Desde tiempos inmemoriales en la historia humana, la elaboración de artefactos y automatismos que permitan aligerar la carga del trabajo, reemplazando a las personas en las tareas más pesadas, y sobre todo repetitivas, ha sido una de nuestras grandes pasiones. Los primeros autómatas que aparecen, son ingenios más o menos complicados, que desarrollaban un programa predeterminado y que no implicaba, necesariamente, la idea de la retroalimentación. Son ya célebres los creados por el genial polímata italiano Leonardo da Vinci -como su león mecánico creado para el rey Luis XII de Francia- y también, acudiendo a nuestra propia historia, los del relojero, no tan conocido, Juanelo Turriano (Giovanni Torriani) para el emperador Carlos V. En este último caso, tuvo gran éxito en la corte, el autómata con forma de monje que caminaba, movía la cabeza y también la boca y los brazos, causando el lógico asombro ante el público que lo observaba. Jaqcques de Vaucanson, el gran inventor grenoblés, también construyó varios autómatas animados, entre los que cabe destacar un flautista que era capaz de tocar melodías. El ingenio consistía en un complejo mecanismo con forma humanoide, que mediante aire, causaba el movimiento de los dedos y labios, simulando el funcionamiento de una flauta. Posteriormente, y a petición de Luis XV, intentó construir un modelo que tenía también corazón y venas, pero murió antes de poder terminar el encargo del monarca.

Esta pasión humana, guiada por una lógica necesidad de sometimiento de la materia a la voluntad, y la ilusión que producía en príncipes, monarcas y demás cortesanos, servía así al propósito de que vieran colmadas sus ilusorias e insaciables pretensiones de poder, al observar estas creaciones antropomórficas. Esto es algo que alcanza su máxima plenitud y hace realmente honor al término “artilugio”, en el siglo XIX de nuestra era. Al fin y al cabo, y haciendo buen uso de la etimología, “artilugio” -que comparte raíz con arte o artificio- es lo que se crea o ajusta para ser quebrado (lugere significa luto o quiebra en latín)

Registros enumerados:
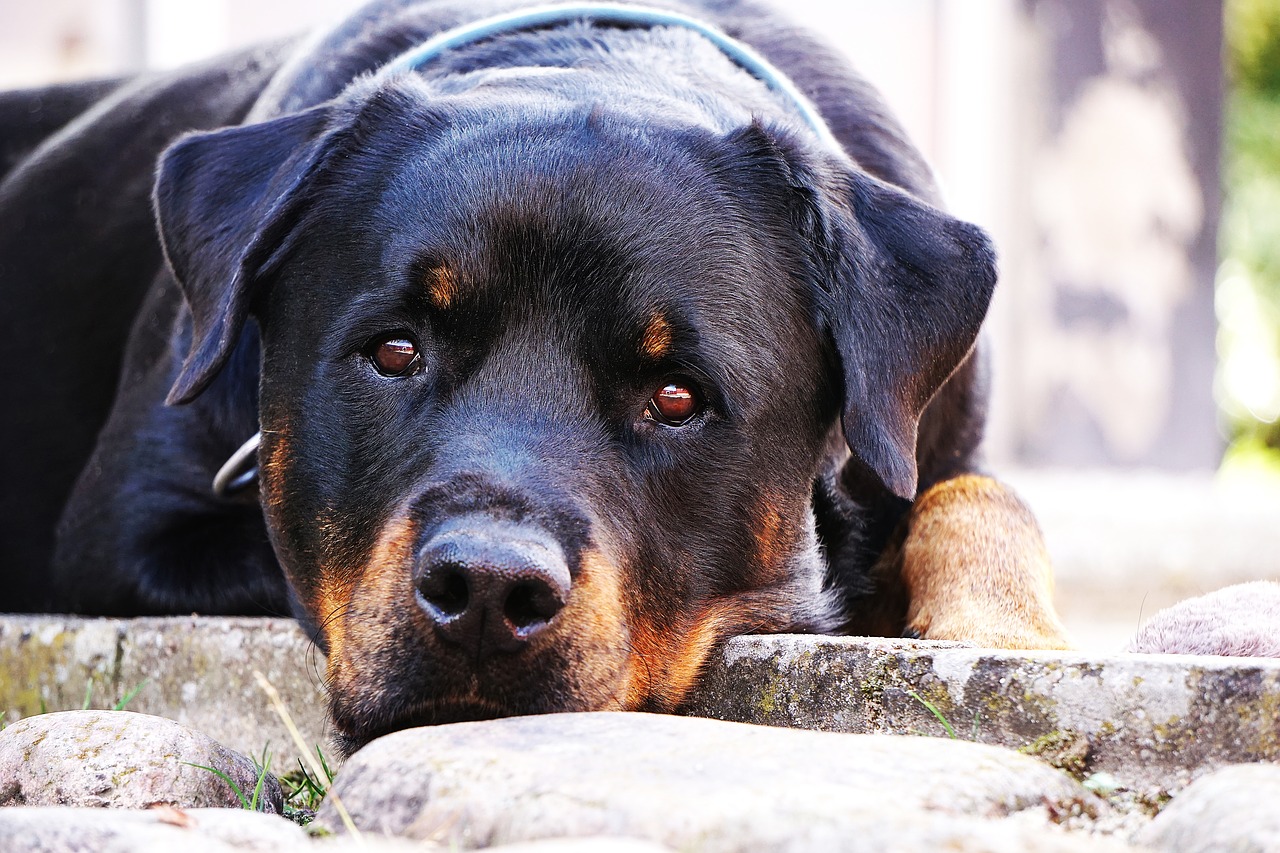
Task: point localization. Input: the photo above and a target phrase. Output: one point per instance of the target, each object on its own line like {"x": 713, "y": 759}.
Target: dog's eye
{"x": 394, "y": 356}
{"x": 673, "y": 405}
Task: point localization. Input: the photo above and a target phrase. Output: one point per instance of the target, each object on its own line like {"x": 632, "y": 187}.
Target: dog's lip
{"x": 359, "y": 729}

Objetivo 1: ¿Puedes reescribir en forma de lista, y conservando sus datos principales, el párrafo del texto sobre los autómatas que comienza con «Esta pasión humana»?
Objetivo 2: Según el texto sobre los autómatas, ¿para qué rey creó Leonardo da Vinci su león mecánico?
Objetivo 3: ¿Puedes transcribir del texto sobre los autómatas el fragmento que se abre con las palabras que contienen "Esta pasión humana, guiada" y se cierra con "quiebra en latín)"?

Resultado 1:
- La pasión humana por estas creaciones respondía a una necesidad de someter la materia a la voluntad.
- Las creaciones antropomórficas ilusionaban a príncipes, monarcas y cortesanos y colmaban sus pretensiones de poder.
- Este fenómeno alcanza su máxima plenitud en el siglo XIX y hace honor al término «artilugio».
- «Artilugio» comparte raíz con arte o artificio y designa lo que se crea o ajusta para ser quebrado.
- En latín, lugere significa luto o quiebra.

Resultado 2: Para el rey Luis XII de Francia.

Resultado 3:
Esta pasión humana, guiada por una lógica necesidad de sometimiento de la materia a la voluntad, y la ilusión que producía en príncipes, monarcas y demás cortesanos, servía así al propósito de que vieran colmadas sus ilusorias e insaciables pretensiones de poder, al observar estas creaciones antropomórficas. Esto es algo que alcanza su máxima plenitud y hace realmente honor al término “artilugio”, en el siglo XIX de nuestra era. Al fin y al cabo, y haciendo buen uso de la etimología, “artilugio” -que comparte raíz con arte o artificio- es lo que se crea o ajusta para ser quebrado (lugere significa luto o quiebra en latín)